Reproduce the part of the records that opens with the line containing "task: segment the lake surface" and closes with the line containing "target: lake surface", both included, keeping every character unchanged.

**Information shown**
>>>
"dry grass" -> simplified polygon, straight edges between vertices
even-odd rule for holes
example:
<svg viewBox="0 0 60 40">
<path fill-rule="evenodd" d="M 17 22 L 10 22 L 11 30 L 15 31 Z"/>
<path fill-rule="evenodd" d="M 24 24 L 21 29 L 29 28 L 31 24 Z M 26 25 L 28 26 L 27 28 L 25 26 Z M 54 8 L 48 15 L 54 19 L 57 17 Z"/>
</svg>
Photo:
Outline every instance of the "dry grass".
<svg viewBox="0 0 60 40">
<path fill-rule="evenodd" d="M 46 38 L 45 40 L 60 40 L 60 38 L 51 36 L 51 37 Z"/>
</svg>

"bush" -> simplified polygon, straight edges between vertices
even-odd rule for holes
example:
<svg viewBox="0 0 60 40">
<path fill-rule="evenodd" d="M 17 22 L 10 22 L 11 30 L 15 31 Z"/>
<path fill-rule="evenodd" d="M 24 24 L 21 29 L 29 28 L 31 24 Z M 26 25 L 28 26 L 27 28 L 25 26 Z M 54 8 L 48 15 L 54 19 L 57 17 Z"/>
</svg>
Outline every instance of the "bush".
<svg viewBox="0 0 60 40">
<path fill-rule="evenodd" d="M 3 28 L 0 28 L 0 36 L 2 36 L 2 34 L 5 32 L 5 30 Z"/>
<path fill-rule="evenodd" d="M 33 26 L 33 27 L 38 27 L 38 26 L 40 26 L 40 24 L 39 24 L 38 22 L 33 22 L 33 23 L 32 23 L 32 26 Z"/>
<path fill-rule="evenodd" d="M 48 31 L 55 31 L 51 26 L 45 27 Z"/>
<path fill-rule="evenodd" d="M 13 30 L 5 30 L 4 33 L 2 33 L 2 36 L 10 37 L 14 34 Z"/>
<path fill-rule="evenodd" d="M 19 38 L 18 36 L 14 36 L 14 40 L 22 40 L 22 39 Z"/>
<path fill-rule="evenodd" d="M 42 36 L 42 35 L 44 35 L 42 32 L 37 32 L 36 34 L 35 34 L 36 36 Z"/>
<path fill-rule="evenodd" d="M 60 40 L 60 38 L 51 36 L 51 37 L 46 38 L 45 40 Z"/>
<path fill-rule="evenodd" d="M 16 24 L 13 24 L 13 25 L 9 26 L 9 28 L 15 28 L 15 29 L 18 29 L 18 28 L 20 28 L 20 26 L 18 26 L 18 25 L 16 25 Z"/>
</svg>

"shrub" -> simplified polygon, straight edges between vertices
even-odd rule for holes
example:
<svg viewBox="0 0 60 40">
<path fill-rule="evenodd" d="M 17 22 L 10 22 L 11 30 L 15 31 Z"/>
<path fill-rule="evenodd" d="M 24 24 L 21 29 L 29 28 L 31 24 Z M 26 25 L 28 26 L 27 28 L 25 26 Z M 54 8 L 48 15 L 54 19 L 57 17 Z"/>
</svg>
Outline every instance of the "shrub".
<<<
>>>
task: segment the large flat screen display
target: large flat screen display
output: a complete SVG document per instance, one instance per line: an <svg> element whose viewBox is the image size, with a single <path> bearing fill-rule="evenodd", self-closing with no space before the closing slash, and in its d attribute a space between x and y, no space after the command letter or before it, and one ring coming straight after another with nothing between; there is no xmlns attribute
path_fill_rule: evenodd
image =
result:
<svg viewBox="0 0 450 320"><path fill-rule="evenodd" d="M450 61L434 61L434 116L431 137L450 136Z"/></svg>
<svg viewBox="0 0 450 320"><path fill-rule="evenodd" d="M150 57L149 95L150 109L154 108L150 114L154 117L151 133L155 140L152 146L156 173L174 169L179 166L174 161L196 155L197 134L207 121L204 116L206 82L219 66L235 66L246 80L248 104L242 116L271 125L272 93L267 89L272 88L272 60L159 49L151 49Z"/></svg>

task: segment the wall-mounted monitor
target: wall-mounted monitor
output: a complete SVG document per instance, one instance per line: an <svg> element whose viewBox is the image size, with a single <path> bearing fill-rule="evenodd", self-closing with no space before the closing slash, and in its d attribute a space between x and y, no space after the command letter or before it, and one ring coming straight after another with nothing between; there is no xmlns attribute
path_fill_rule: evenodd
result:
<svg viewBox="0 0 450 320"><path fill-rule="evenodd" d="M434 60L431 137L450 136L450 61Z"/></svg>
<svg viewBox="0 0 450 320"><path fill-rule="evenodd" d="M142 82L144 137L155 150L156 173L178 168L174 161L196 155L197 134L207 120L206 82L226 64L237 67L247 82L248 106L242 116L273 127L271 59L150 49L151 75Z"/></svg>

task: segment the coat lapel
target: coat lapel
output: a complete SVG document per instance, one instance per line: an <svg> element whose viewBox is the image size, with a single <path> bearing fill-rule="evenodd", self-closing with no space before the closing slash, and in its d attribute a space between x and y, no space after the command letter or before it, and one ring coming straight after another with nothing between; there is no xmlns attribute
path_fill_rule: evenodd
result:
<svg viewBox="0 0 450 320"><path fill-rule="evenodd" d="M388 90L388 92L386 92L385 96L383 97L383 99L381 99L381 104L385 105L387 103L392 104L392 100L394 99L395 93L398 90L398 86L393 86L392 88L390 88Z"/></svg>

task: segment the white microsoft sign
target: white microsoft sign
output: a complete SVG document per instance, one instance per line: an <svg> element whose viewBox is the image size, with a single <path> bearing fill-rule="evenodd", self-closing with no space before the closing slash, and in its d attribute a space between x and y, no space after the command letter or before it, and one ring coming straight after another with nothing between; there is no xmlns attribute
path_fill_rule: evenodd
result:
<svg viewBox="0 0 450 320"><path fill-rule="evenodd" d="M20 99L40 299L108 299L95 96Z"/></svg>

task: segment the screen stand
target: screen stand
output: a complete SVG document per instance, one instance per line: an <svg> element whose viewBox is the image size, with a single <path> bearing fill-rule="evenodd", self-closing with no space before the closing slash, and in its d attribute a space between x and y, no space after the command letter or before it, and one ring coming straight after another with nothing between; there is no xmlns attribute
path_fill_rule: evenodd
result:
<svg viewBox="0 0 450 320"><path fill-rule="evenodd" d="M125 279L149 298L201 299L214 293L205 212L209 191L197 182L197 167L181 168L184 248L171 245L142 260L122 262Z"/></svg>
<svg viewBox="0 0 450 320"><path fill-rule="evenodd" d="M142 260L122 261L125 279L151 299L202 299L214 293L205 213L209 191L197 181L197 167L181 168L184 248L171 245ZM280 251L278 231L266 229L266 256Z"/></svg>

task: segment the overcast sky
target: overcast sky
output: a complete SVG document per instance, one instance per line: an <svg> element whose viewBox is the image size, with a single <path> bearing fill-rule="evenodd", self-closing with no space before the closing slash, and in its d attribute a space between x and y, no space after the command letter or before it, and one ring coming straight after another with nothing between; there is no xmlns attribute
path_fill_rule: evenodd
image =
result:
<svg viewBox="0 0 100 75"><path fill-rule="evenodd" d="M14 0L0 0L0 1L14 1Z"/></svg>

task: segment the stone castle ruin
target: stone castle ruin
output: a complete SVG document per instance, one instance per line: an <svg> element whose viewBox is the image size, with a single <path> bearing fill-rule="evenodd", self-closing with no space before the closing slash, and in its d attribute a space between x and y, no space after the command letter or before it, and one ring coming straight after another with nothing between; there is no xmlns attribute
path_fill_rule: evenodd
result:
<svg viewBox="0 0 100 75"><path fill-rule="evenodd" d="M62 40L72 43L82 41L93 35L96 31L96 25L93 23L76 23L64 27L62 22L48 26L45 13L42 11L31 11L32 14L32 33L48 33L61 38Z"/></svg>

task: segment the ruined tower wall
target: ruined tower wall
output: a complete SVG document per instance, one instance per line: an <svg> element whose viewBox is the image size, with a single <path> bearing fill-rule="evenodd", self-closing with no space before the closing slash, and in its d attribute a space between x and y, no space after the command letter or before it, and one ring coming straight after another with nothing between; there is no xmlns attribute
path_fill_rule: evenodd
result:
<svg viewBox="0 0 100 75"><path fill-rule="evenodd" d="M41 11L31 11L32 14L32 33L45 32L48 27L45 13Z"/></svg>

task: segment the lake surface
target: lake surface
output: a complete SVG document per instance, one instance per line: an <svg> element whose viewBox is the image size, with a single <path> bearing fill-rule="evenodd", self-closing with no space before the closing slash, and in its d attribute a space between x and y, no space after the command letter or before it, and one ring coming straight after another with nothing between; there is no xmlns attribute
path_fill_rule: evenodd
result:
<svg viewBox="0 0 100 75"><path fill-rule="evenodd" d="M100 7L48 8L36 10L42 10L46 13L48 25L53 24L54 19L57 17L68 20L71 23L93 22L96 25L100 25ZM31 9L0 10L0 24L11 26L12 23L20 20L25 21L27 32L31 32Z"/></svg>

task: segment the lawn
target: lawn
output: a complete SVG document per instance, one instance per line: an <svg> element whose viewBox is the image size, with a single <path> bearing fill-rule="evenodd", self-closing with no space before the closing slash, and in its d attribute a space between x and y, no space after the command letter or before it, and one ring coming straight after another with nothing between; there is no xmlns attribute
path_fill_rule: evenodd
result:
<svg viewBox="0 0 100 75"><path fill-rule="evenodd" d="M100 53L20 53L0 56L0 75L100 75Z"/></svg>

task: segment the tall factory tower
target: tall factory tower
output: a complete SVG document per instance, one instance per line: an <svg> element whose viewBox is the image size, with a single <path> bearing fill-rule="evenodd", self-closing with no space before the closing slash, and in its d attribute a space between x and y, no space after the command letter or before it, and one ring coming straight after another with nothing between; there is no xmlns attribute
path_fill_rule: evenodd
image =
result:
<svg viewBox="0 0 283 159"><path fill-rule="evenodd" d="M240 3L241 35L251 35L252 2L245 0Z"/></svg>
<<<
**Result for this task**
task: segment the lake surface
target: lake surface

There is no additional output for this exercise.